[Dataset entries]
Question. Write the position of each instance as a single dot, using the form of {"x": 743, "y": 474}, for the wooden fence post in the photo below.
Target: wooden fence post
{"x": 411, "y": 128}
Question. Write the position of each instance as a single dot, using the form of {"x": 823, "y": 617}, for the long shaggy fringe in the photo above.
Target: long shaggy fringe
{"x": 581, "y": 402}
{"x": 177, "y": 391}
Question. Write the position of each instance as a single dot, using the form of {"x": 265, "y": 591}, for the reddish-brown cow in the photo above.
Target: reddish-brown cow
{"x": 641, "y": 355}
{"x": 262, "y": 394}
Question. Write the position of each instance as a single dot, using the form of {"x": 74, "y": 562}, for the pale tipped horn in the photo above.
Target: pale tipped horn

_EXERCISE OBJECTIVE:_ The records above must be reproduced word for word.

_EXERCISE SOLUTION:_
Question. Write the position of each instance as a single dot, using the form of {"x": 743, "y": 474}, for the wooden fence post in the photo below.
Target: wooden fence post
{"x": 411, "y": 128}
Question. Write the position of each instance as a single dot, using the form of {"x": 823, "y": 617}, for the long shaggy fringe in the photo above.
Target: long shaggy fringe
{"x": 581, "y": 402}
{"x": 177, "y": 391}
Question. Write the position of each instance as a single dot, using the form of {"x": 265, "y": 591}, for the reddish-brown cow in the photo above.
Target: reddish-brown cow
{"x": 641, "y": 355}
{"x": 262, "y": 394}
Question. Write the position of each instance as a single dot, using the form of {"x": 74, "y": 562}, for the pale tipped horn in the photo above.
Target: pale tipped horn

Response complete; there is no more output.